## Work to be completed
In the entries below, find the line containing "If you could tag each instance of the woman's lap". Copy it and all lines after it, exactly, through the end.

────────────────

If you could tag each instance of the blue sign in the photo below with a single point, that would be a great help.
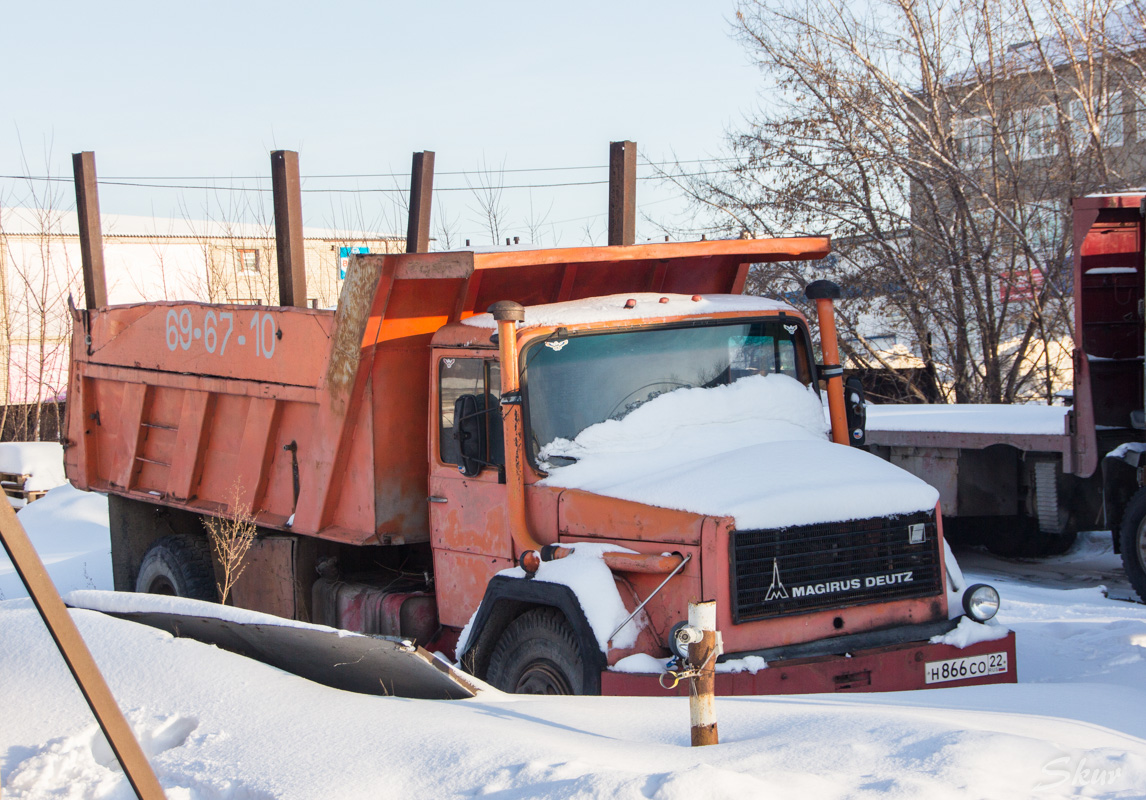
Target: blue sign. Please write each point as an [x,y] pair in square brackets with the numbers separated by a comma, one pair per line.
[344,258]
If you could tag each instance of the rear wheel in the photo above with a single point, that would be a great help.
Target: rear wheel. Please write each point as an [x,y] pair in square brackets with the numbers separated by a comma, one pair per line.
[178,565]
[539,655]
[1133,542]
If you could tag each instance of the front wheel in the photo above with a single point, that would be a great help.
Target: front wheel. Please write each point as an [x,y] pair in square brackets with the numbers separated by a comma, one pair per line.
[178,565]
[1132,535]
[539,655]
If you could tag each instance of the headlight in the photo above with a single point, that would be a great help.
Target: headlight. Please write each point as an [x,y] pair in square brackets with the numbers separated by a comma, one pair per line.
[981,602]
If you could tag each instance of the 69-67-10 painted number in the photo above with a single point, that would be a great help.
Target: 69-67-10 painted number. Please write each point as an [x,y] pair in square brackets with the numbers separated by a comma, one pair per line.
[216,330]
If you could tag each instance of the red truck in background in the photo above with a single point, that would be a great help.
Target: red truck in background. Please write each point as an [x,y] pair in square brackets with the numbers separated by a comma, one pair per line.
[1029,489]
[397,455]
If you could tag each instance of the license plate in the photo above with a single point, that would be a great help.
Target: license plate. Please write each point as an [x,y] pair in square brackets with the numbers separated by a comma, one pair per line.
[964,668]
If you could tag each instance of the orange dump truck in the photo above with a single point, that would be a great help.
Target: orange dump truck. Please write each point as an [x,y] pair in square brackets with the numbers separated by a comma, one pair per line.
[625,432]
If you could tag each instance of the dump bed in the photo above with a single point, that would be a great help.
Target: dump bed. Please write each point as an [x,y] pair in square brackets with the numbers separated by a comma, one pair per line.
[318,420]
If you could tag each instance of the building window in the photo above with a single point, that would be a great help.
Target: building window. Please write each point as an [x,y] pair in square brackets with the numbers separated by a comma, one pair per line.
[249,260]
[1034,133]
[1111,119]
[1113,133]
[1080,126]
[973,136]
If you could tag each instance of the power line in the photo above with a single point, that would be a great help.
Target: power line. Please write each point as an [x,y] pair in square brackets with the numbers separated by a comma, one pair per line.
[491,187]
[131,180]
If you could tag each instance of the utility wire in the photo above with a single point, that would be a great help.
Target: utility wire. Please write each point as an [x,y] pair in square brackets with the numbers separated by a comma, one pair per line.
[126,180]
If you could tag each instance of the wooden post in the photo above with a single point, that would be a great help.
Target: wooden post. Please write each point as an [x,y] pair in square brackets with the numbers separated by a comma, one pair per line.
[703,656]
[91,236]
[289,243]
[417,232]
[622,193]
[77,656]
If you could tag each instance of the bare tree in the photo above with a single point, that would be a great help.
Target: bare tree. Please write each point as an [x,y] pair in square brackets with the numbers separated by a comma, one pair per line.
[940,144]
[487,188]
[230,539]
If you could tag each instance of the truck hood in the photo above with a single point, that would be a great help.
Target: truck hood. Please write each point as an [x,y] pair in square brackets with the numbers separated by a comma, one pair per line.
[755,451]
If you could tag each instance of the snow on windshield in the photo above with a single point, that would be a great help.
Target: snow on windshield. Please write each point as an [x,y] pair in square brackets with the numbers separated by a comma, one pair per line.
[755,451]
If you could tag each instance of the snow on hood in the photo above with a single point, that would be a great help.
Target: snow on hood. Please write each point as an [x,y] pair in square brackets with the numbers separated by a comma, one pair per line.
[755,451]
[646,306]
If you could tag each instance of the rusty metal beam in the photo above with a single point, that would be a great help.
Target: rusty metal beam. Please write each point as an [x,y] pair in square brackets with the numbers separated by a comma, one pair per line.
[417,233]
[78,657]
[622,193]
[289,243]
[91,236]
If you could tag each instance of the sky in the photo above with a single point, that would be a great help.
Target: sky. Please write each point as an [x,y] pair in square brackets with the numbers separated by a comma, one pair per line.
[206,89]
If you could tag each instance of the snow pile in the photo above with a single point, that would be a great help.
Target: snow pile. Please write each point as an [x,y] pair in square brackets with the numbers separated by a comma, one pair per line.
[968,632]
[754,451]
[41,461]
[645,306]
[591,581]
[126,603]
[221,727]
[970,418]
[69,528]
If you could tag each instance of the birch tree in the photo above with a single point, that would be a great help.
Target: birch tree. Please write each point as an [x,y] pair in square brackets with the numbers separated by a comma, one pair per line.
[939,143]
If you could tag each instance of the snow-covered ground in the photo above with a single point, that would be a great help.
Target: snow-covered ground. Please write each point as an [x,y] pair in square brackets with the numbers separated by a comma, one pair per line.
[219,726]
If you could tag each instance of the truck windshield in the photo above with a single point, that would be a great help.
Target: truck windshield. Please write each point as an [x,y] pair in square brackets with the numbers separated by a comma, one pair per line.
[585,379]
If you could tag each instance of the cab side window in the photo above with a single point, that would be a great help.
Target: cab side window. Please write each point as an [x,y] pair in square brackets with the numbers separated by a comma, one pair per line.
[469,376]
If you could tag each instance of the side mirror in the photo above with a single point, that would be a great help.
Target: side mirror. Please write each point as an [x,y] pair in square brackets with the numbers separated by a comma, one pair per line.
[856,407]
[470,431]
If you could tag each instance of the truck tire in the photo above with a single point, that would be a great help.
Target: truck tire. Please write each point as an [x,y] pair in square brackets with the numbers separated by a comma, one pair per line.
[1133,542]
[178,565]
[539,655]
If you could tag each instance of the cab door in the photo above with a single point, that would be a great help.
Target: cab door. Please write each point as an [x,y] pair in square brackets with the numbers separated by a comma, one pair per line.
[469,527]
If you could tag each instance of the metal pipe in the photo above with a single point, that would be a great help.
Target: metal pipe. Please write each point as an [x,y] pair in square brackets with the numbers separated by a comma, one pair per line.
[703,656]
[621,562]
[824,292]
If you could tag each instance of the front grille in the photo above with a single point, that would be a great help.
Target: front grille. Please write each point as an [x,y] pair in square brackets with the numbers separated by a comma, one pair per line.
[831,565]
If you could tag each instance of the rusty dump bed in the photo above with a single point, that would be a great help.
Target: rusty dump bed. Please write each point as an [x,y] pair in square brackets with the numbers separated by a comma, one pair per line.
[316,420]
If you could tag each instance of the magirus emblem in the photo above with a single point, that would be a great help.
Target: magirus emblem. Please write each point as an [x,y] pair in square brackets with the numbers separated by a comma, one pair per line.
[776,590]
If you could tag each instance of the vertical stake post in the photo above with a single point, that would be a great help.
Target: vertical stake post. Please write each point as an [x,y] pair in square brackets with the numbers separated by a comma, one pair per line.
[77,656]
[703,655]
[289,244]
[417,230]
[91,236]
[622,193]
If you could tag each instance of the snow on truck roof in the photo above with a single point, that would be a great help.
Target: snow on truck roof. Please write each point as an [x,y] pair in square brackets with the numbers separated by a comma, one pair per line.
[635,306]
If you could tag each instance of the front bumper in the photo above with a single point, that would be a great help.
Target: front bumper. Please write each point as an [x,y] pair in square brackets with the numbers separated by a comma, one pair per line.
[893,667]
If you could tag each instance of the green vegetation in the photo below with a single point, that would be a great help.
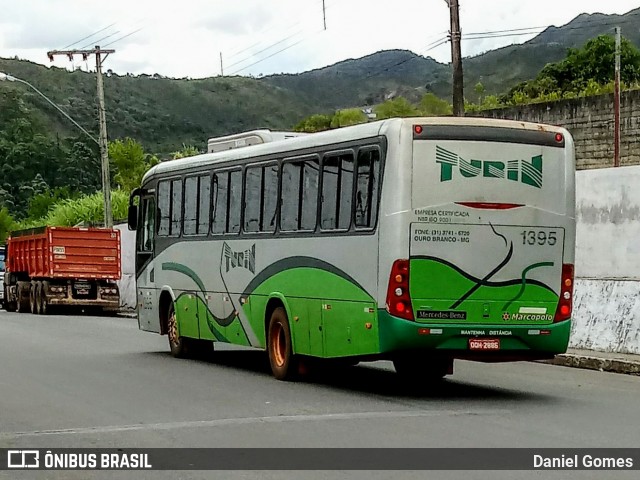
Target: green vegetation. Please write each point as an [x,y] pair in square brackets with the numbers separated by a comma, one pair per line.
[585,71]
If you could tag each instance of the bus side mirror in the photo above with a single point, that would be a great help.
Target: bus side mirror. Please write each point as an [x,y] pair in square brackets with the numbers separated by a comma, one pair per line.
[132,217]
[132,214]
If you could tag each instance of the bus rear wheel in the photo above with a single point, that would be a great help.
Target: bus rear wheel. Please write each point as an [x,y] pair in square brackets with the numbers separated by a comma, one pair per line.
[284,364]
[177,344]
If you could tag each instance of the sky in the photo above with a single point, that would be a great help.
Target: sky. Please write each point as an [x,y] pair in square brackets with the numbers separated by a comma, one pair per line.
[187,38]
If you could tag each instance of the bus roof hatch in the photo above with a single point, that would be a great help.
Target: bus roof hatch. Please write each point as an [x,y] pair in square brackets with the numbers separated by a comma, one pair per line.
[246,139]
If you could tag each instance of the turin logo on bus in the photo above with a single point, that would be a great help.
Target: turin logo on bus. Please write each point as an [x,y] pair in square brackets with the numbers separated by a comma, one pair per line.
[245,259]
[529,173]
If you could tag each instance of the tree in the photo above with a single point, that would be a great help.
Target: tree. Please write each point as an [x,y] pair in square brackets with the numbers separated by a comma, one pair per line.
[349,116]
[398,107]
[7,224]
[580,73]
[130,162]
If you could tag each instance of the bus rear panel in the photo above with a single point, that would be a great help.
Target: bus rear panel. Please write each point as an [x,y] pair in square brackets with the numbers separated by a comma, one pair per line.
[489,272]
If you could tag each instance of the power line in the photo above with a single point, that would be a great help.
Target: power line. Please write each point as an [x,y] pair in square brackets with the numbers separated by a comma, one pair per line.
[274,54]
[266,48]
[124,36]
[94,42]
[266,30]
[88,36]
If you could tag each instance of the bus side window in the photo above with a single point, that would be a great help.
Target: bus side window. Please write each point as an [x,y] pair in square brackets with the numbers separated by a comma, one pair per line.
[148,224]
[190,205]
[235,201]
[220,199]
[367,184]
[252,197]
[309,208]
[204,204]
[269,198]
[290,203]
[337,191]
[176,207]
[164,210]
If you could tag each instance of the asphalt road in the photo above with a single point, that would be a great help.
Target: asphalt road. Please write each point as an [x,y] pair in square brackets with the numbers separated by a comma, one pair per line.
[79,381]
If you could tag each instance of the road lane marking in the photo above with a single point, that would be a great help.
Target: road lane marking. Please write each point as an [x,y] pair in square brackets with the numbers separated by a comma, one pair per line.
[253,420]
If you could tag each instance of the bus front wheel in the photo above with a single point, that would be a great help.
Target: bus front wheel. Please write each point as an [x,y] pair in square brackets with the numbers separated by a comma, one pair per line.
[284,364]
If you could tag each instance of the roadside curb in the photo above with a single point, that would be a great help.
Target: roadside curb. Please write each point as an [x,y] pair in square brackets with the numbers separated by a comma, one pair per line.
[615,365]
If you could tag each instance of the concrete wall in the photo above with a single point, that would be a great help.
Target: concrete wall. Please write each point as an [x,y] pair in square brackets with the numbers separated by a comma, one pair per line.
[607,301]
[590,121]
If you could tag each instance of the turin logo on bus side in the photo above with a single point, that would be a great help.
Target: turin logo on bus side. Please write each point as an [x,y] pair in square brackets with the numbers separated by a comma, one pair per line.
[529,173]
[245,259]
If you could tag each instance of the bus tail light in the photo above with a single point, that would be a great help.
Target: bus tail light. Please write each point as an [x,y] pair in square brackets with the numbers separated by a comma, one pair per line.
[565,305]
[398,298]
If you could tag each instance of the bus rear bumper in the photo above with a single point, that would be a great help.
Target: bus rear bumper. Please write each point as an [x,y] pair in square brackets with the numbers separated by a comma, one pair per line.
[514,342]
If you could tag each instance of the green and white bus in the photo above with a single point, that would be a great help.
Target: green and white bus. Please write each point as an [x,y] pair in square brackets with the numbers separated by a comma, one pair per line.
[417,240]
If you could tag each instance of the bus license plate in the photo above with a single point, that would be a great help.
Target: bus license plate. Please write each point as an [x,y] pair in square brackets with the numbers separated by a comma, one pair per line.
[484,344]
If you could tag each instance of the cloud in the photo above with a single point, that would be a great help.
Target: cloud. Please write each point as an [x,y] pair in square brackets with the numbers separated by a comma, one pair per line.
[185,38]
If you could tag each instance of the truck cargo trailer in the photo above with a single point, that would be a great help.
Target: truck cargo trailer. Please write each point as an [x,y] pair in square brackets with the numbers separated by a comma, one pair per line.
[52,267]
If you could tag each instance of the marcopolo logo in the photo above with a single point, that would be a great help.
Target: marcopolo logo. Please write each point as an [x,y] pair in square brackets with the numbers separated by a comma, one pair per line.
[245,259]
[529,173]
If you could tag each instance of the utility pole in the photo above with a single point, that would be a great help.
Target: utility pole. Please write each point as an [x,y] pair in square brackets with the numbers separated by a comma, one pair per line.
[104,148]
[324,15]
[456,59]
[616,104]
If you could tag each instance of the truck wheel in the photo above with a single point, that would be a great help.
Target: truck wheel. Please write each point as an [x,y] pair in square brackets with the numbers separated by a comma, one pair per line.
[284,364]
[23,297]
[32,298]
[39,295]
[8,306]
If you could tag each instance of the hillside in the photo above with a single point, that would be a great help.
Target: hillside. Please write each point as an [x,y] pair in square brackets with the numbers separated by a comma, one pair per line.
[165,113]
[367,80]
[162,113]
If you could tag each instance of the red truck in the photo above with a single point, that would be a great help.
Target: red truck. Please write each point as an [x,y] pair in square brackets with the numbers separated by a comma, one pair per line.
[53,267]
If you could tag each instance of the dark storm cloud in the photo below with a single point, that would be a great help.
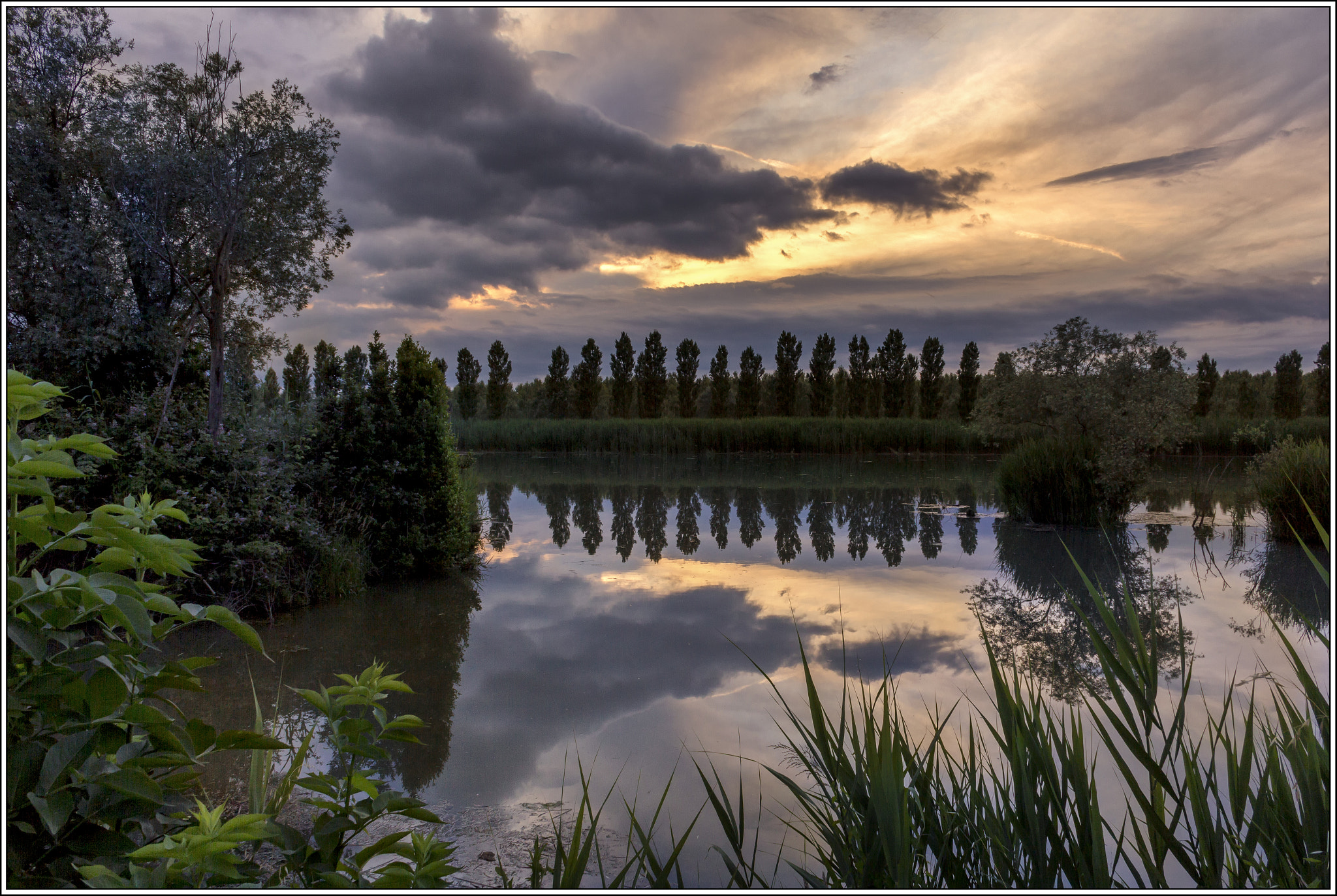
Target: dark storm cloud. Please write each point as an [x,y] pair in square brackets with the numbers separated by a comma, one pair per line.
[824,75]
[908,193]
[462,137]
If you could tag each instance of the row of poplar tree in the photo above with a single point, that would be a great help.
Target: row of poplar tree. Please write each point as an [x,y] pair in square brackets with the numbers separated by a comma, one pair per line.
[888,382]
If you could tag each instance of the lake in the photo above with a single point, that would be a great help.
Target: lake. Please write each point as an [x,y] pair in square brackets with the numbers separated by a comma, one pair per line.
[629,602]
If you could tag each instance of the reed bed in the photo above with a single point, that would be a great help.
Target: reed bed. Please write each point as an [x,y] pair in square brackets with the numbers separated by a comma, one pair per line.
[1014,801]
[700,435]
[821,435]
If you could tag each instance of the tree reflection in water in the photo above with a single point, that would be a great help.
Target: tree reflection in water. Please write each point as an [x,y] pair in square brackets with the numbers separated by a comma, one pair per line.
[589,504]
[623,508]
[1283,582]
[499,515]
[749,515]
[718,501]
[653,519]
[558,506]
[784,507]
[820,531]
[689,534]
[1027,615]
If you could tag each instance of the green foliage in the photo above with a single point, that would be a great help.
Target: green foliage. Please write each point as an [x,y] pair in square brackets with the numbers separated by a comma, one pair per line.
[860,378]
[968,380]
[719,383]
[95,769]
[351,800]
[1285,400]
[931,378]
[1292,480]
[1206,382]
[685,377]
[588,380]
[789,350]
[678,435]
[499,380]
[1058,480]
[558,386]
[821,392]
[749,384]
[622,368]
[297,376]
[652,377]
[467,371]
[1080,383]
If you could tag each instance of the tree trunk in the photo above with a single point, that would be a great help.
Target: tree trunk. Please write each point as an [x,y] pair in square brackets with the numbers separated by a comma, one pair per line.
[217,317]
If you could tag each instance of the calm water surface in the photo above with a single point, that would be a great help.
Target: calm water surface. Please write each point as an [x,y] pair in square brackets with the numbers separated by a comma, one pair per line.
[626,601]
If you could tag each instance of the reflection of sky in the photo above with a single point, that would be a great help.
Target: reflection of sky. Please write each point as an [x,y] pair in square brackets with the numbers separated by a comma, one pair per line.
[633,661]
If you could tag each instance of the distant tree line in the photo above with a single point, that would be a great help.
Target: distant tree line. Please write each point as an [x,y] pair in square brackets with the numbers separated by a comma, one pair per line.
[887,382]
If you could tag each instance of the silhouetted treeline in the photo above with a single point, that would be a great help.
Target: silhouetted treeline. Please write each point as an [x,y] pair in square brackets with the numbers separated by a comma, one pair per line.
[885,380]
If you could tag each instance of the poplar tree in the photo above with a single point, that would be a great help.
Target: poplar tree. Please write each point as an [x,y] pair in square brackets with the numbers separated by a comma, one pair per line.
[499,380]
[931,378]
[719,383]
[652,376]
[1321,387]
[558,386]
[749,383]
[689,391]
[1285,400]
[1208,380]
[621,367]
[297,376]
[820,378]
[467,371]
[788,354]
[269,394]
[329,371]
[968,380]
[586,380]
[890,359]
[860,377]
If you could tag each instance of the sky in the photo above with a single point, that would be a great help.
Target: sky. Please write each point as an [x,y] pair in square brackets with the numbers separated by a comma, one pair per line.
[551,176]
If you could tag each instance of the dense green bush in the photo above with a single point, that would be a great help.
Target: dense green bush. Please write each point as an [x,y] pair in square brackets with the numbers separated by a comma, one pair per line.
[1058,480]
[1292,480]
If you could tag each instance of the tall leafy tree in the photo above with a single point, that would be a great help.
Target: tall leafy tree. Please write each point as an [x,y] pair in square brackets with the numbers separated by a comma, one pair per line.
[586,380]
[860,377]
[329,371]
[890,359]
[269,394]
[652,376]
[968,380]
[297,376]
[931,378]
[467,371]
[1285,400]
[499,380]
[69,313]
[821,386]
[229,196]
[1208,380]
[750,372]
[685,377]
[788,354]
[558,386]
[622,368]
[719,383]
[1321,386]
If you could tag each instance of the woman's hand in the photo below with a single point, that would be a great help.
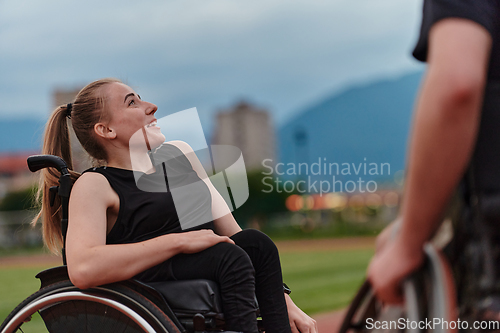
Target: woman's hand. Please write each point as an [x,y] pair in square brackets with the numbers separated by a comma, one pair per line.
[299,321]
[390,266]
[196,241]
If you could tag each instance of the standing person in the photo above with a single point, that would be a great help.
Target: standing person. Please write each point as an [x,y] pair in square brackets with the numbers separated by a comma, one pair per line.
[117,231]
[455,129]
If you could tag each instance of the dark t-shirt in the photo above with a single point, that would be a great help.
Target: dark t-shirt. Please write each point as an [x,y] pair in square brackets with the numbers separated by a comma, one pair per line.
[483,12]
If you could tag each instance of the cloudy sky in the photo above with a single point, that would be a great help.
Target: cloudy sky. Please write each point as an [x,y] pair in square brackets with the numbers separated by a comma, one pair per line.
[282,55]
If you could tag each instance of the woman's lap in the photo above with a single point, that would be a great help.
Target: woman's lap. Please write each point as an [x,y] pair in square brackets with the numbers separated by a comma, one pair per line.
[232,266]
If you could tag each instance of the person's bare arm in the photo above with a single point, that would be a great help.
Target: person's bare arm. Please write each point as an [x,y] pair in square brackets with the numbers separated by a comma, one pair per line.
[91,262]
[225,224]
[445,125]
[444,131]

────────────────

## Full solution
If you could tag each instance of the woman's lap in the photo above with a single point, that would be a great help.
Target: woman's lap. Please write each point as an [x,y] pair in square brackets with the numbers separated by a comma, one pair per line.
[232,266]
If you could tag each instance of the person's bare arm in the photo above with a single point, that would be a great help.
Target: person's bare arm. Please write each point as an [x,y] pair in square brackets with the numbers separated by a comma, one pair per line.
[91,262]
[225,224]
[445,125]
[444,131]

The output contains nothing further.